• Problems and tasks:
(a) Reproduce the passage of the Dave Bing article that begins at the words "The former mayor" and stops after "played professional ball.".
(b) Please continue the Dave Bing article from its last sentence.

• Selected excerpt:
=== Begin Enclosure ===
DETROIT – He served as Detroit mayor from 2009-2013 and played for the Pistons from 1966-1975. With most of his life in a high profile public position you might think you know everything about Dave Bing. There's just one big secret he hoped no one would find out until now.
"I'm blind in one eye," said Bing in an exclusive sit down interview with Local 4's Evrod Cassimy. "All I can see is light out of the eye. I can't make anything out."
The former mayor managed a successful career not only in office but also on the basketball court with only one good eye. It all started when he was a kid.
"I had an accident when I was five years old," he explained. "I was playing a game and fell on a nail and it hit me on the eye. We were a pretty poor family so you know, the insurance wasn't there to take me to the hospital. So the eye healed on its own and I've had blurred vision since I was five years old."
Growing up playing baseball and then basketball was a challenge.
"All I can see is light out of the eye. I can't make anything out," he added.
But he never wanted anyone to know, especially his opponents when he played professional ball.
=== End Enclosure ===
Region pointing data
=== Begin Enclosure ===
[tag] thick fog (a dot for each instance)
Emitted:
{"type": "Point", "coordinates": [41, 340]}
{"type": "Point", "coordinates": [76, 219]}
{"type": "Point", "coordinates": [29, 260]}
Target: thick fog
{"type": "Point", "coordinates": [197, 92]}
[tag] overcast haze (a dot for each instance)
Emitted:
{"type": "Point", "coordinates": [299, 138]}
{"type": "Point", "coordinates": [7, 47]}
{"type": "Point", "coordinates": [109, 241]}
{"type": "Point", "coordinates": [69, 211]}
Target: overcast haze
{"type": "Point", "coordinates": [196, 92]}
=== End Enclosure ===
• Results by task:
(a)
The former mayor managed a successful career not only in office but also on the basketball court with only one good eye. It all started when he was a kid.
"I had an accident when I was five years old," he explained. "I was playing a game and fell on a nail and it hit me on the eye. We were a pretty poor family so you know, the insurance wasn't there to take me to the hospital. So the eye healed on its own and I've had blurred vision since I was five years old."
Growing up playing baseball and then basketball was a challenge.
"All I can see is light out of the eye. I can't make anything out," he added.
But he never wanted anyone to know, especially his opponents when he played professional ball.

(b)
"I didn't want anybody to feel sorry for me number one. And I was a competitor. I wasn't about to let my opponents know that I had this injury because they would take advantage of it and so I just kept it quiet. I didn't talk about it. When I had to go take eye tests sometimes I cheated because I would memorize some of the letters and so some of the doctors didn't know really."
And no one really suspected anything...except for one player.
"One of my teammates noticed. 'You don't see too well out of your left eye because I was open and you didn't give me the ball!' I just laughed! Ha! Ha! I never said anything to him I just laughed!" Bing added.
And he's still laughing after 12 years as a professional athlete, 29 years as a businessman, four and a half years as mayor and almost one year as a the head of the Bing Youth Institute. He's using his story to show Detroit young men there's nothing they can't do.
"A lot of us like to make excuses for failure. When you make an excuse you're usually going to fail. I want these young men to know because you're black, because you're poor, because you got a public school education are no excuses to fail. You can success with all of that baggage."